ARTIKEL →
Afwijken tijdelijke bewoning bijbehorend bouwwerk binnen bestemming 'wonen'

Burgemeester en wethouders kunnen bij een omgevingsvergunning tijdelijk afwijken van het bepaalde in de gebruiksregels voor het gebruik van een vrijstaand bijbehorend bouwwerk als afhankelijke woonruimte, mits:

  • a. een dergelijke bewoning noodzakelijk is vanuit een oogpunt van mantelzorg;
  • b. er geen onevenredige aantasting van de gebruiksmogelijkheden van aangrenzende gronden en de zich daarop bevindende bouwwerken plaatsvindt;
  • c. een goede woonsituatie binnen deze bestemming in stand gehouden c.q. gegarandeerd wordt;
  • d. de afhankelijke woonruimte een oppervlakte heeft van maximaal 80 m²;
  • e. het bijbehorend bouwwerk gelegen is op maximaal 15 m1 van het hoofdgebouw;
  • h. indien de verleende omgevingsvergunning vanuit een oogpunt van mantelzorg niet meer noodzakelijk is komt deze te vervallen.

Datasetrijen:
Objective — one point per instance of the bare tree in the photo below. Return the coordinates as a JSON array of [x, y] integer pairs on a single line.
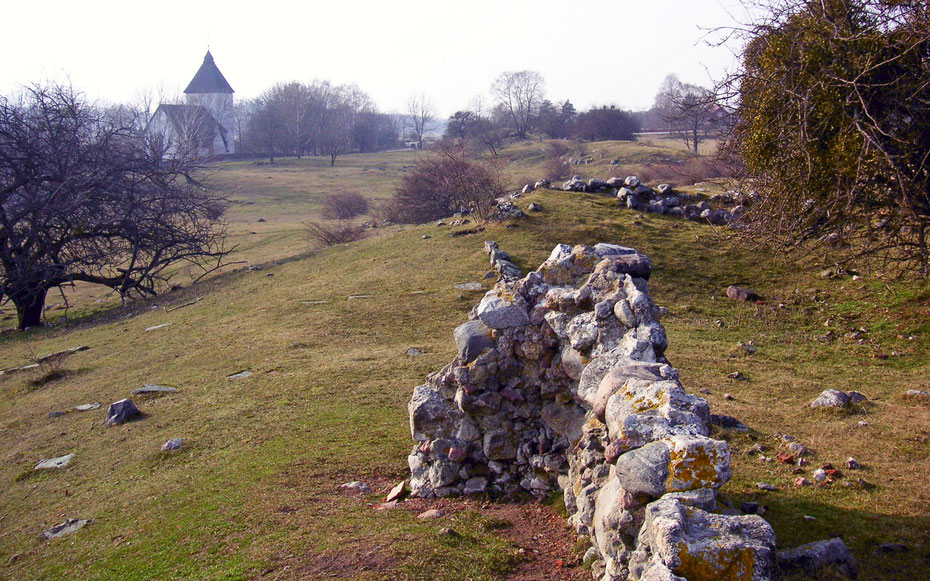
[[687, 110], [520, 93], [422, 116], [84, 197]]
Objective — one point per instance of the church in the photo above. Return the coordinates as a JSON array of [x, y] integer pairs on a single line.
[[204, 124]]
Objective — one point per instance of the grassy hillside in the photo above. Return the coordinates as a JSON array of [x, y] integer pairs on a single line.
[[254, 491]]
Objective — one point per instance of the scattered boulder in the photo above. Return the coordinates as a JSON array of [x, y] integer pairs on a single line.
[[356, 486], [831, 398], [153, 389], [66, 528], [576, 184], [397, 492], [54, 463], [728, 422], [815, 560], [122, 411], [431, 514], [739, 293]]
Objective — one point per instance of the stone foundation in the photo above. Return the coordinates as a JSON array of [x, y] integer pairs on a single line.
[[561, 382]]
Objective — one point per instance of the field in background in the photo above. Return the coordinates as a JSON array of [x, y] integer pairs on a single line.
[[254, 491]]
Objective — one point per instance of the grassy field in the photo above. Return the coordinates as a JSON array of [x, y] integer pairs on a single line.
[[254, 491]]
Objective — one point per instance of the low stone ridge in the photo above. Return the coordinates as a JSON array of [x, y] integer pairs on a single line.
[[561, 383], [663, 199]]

OPDRACHT A → Hoe groot mag de afhankelijke woonruimte volgens het artikel over tijdelijke bewoning van een bijbehorend bouwwerk ten hoogste zijn?
OPDRACHT B → Zet het artikel over tijdelijke bewoning van een bijbehorend bouwwerk voort vanaf de laatste zin.
De rijen zijn los materiaal en horen niet bij het artikel.

JUIST ANTWOORD A → Maximaal 80 m².

JUIST ANTWOORD B →
6.4 Omgevingsvergunning voor het slopen van een bouwwerk

Het is verboden zonder of in afwijking van een omgevingsvergunning van burgemeester en wethouders overeenkomstig het bepaalde in de Monumentenwet respectievelijk de 'gemeentelijke monumentenverordening':

  • a. over te gaan tot het geheel of gedeeltelijk slopen van een beeldbepalend pand ter plaatse van de aanduidingen 'specifieke bouwaanduiding - beeldbepalend pand', 'specifieke bouwaanduiding – gemeente(lijk)monument' en/ of 'specifieke bouwaanduiding - rijksmonument';
  • b. het geheel of gedeeltelijk slopen, zoals bedoeld onder a. van dit artikel is slechts toelaatbaar indien als gevolg daarvan voor vervangende nieuwbouw een omgevingsvergunning is verleend of anderszins nieuwbouw in redelijke mate vaststaat;
  • c. het onder a. van dit artikel vervatte verbod is niet van toepassing op werken en werkzaamheden:
    • 1. welke het normale beheer en onderhoud betreffen;
    • 2. welke reeds in uitvoering zijn op het tijdstip van het van kracht worden van het bestemmingsplan.

Algemene afwijkingsregels en wijzigingsbevoegdheden

In hoofdstuk 3 van dit bestemmingsplan staan de eventueel van toepassing zijnde algemene afwijkingsregels en algemene wijzigingsbevoegdheden.

Artikel 7 Waarde - Archeologie

7.1         Bestemmingsomschrijving

De voor 'Waarde - Archeologie' aangewezen gronden zijn, behalve voor de andere daar voorkomende bestemming, mede bestemd voor de bescherming en het behoud van de op en/of in deze gronden voorkomende archeologische waarden.

7.2         Bouwregels
7.2.1      Voorrangsregeling

Indien strijd ontstaat tussen het belang van de bescherming van de archeologische waarden als bedoeld in dit artikel en het bepaalde in de overige artikelen prevaleert de bestemming Waarde - Archeologie.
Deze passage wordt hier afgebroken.